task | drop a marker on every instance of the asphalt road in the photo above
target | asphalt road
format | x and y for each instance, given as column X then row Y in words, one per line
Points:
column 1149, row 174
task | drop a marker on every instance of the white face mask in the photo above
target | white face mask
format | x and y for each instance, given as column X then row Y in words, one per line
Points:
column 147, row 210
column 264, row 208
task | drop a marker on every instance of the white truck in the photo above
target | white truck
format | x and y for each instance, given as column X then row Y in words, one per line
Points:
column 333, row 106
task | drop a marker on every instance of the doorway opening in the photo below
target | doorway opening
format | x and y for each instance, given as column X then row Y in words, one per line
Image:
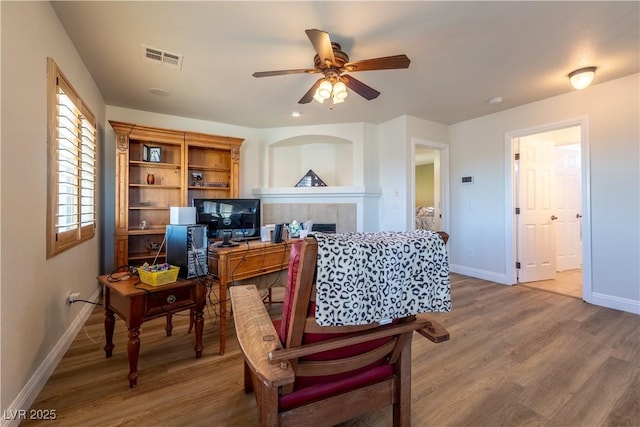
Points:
column 429, row 186
column 548, row 244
◆ ◆ ◆
Your goal = Retype every line up to and including the one that contains "task | drop a marker on every instance of the doorway", beginning at the first line of the records, with no edits.

Answer =
task | drop a marker on every instance of the asphalt road in the photo above
target | asphalt road
format | x and y for each instance, given as column X then row Y in words, one per line
Points:
column 1149, row 174
task | drop a marker on every instance of the white face mask in the photo above
target | white face mask
format | x and y for each instance, given as column X then row Y in words, one per line
Points:
column 147, row 210
column 264, row 208
task | drop a marker on every instance of the white truck in the photo above
target | white truck
format | x and y for each instance, given as column X then row Y in words, one per line
Points:
column 333, row 106
task | drop a marker on every instance of the doorway opening in the photo below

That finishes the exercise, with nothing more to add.